Work to be completed: Skip every line before the one containing "the zebra neck", then copy that line and the rest of the entries below exactly, through the last line.

*** Exercise input

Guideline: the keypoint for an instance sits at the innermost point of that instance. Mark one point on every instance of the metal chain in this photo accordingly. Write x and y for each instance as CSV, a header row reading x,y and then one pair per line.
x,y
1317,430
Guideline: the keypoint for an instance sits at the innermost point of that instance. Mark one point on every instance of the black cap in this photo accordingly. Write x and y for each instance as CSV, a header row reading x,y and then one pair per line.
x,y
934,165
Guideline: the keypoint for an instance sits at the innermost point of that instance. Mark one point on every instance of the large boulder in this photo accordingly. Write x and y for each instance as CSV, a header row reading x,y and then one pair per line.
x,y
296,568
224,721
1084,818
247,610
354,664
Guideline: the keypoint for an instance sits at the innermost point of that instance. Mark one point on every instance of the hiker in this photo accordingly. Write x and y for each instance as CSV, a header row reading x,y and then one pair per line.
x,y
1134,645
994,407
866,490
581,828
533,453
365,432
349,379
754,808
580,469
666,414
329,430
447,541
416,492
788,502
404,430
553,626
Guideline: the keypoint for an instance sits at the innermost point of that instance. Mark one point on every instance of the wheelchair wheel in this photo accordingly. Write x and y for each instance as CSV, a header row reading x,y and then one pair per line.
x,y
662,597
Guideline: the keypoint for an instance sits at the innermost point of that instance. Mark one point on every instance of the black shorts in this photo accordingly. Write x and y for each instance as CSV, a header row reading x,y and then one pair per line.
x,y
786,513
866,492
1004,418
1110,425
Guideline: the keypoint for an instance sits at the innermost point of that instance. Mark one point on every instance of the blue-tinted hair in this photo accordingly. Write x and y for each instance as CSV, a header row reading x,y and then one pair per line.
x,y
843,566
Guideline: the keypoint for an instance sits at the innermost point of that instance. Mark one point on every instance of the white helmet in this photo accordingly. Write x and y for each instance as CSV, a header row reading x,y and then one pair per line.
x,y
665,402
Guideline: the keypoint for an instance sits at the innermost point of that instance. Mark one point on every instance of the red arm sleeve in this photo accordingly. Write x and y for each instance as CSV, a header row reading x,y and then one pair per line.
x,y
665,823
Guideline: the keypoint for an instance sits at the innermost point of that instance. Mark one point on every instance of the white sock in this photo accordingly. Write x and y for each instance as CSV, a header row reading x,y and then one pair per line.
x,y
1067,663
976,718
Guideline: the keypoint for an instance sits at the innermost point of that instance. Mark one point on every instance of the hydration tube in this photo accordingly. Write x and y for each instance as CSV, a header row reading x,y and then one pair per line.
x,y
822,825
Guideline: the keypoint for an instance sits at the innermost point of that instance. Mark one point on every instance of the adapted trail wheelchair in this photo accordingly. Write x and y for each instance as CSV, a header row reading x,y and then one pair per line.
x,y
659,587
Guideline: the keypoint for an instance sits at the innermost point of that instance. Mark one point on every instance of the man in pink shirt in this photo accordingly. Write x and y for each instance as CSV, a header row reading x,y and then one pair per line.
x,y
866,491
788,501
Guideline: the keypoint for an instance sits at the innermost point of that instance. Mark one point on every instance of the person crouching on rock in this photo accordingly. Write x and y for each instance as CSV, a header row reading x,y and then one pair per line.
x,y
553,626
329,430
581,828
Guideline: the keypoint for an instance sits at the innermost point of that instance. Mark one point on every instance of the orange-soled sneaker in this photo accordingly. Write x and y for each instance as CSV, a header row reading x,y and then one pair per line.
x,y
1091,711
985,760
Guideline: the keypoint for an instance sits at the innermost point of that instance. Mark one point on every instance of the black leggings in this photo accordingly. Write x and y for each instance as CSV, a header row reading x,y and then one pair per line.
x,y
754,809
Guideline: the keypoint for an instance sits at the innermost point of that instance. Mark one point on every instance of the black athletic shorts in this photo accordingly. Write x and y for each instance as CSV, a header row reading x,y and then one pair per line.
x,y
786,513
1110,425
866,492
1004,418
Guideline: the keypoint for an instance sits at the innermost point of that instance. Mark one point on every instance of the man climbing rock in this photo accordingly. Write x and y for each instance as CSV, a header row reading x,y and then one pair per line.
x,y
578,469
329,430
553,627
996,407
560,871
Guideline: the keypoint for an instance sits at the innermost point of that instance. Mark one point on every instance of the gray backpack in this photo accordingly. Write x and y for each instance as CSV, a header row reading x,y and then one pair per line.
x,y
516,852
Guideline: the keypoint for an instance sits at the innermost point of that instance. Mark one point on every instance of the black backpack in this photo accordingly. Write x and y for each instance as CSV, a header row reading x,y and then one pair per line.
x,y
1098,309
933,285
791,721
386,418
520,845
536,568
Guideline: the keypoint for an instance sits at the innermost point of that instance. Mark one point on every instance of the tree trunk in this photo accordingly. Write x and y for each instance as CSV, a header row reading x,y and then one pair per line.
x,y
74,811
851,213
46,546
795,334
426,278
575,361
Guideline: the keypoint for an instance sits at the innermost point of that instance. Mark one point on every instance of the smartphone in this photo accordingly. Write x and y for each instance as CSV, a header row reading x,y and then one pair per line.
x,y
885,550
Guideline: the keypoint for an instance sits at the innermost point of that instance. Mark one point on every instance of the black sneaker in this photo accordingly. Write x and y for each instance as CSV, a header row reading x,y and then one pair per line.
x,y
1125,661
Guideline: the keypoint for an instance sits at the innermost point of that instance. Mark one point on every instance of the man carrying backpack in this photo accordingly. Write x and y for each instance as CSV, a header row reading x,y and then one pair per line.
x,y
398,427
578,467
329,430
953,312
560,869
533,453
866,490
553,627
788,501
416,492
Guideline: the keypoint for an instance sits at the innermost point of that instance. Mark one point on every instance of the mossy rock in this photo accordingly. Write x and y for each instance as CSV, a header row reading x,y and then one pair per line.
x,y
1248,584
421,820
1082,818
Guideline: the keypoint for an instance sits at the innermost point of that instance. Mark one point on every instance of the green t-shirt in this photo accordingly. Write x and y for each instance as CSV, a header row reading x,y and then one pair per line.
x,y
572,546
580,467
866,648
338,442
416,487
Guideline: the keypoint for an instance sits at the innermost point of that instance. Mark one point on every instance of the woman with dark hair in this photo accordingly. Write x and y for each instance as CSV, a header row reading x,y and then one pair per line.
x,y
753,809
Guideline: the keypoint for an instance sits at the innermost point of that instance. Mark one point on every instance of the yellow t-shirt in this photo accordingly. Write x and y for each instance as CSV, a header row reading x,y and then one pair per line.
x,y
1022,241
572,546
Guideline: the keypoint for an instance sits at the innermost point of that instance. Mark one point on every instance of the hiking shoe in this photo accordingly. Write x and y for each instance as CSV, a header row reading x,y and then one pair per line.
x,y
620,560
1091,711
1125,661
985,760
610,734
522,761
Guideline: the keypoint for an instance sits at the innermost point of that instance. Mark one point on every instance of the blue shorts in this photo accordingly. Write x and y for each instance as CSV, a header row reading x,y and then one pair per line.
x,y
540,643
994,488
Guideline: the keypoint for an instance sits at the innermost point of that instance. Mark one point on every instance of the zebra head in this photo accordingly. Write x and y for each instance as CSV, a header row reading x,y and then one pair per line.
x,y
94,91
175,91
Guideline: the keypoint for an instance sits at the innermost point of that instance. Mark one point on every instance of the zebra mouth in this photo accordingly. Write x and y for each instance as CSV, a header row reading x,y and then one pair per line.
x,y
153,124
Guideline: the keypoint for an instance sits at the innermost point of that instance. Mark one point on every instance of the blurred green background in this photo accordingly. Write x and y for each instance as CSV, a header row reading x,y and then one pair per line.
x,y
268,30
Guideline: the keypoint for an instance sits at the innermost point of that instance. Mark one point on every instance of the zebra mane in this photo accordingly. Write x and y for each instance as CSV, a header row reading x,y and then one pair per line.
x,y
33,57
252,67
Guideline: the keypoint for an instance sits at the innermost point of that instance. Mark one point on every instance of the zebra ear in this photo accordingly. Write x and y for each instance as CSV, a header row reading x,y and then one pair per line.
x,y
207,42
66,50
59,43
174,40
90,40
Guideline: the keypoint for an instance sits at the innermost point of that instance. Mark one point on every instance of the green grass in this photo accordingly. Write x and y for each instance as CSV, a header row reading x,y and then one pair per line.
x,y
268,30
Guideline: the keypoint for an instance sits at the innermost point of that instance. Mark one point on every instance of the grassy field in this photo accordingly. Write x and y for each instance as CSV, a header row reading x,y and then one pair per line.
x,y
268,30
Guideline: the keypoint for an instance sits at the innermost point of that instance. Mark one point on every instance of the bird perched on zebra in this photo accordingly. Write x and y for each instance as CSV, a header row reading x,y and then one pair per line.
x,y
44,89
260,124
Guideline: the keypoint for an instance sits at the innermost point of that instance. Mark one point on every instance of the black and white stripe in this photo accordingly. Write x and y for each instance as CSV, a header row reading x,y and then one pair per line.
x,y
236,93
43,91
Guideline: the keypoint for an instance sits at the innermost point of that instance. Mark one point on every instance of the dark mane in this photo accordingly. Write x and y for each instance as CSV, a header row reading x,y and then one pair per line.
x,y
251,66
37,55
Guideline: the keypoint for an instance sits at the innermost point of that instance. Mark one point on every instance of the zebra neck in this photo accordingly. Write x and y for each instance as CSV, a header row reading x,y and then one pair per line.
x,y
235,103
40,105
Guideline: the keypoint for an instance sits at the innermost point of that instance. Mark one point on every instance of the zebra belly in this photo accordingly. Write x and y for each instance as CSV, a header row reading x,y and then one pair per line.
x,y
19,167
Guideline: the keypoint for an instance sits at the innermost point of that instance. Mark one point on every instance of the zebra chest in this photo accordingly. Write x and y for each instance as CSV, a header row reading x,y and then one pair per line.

******

Expected answer:
Guideline: the keypoint for an instance sits at the innermost point of that instance. Mark one point on every instance of the zebra neck in this photo accordingly. Write x and y for each instance as CSV, a header row reading x,y and then one pair per line.
x,y
235,103
40,105
Guideline: the keypoint for an instance sits at the innermost point of that instance. Mark one point on every instance of the zebra belly in this photo accordingly. Write x and y for each instance as CSV, a header row reading x,y and then one pair per line.
x,y
19,167
Guideline: the keypoint for an instance sits at the innermost point of that instance. Mark one point on every instance of the zebra chest in this photo accordingly. Write x and y for each instance as CSV, a header row reading x,y and then one pair per line.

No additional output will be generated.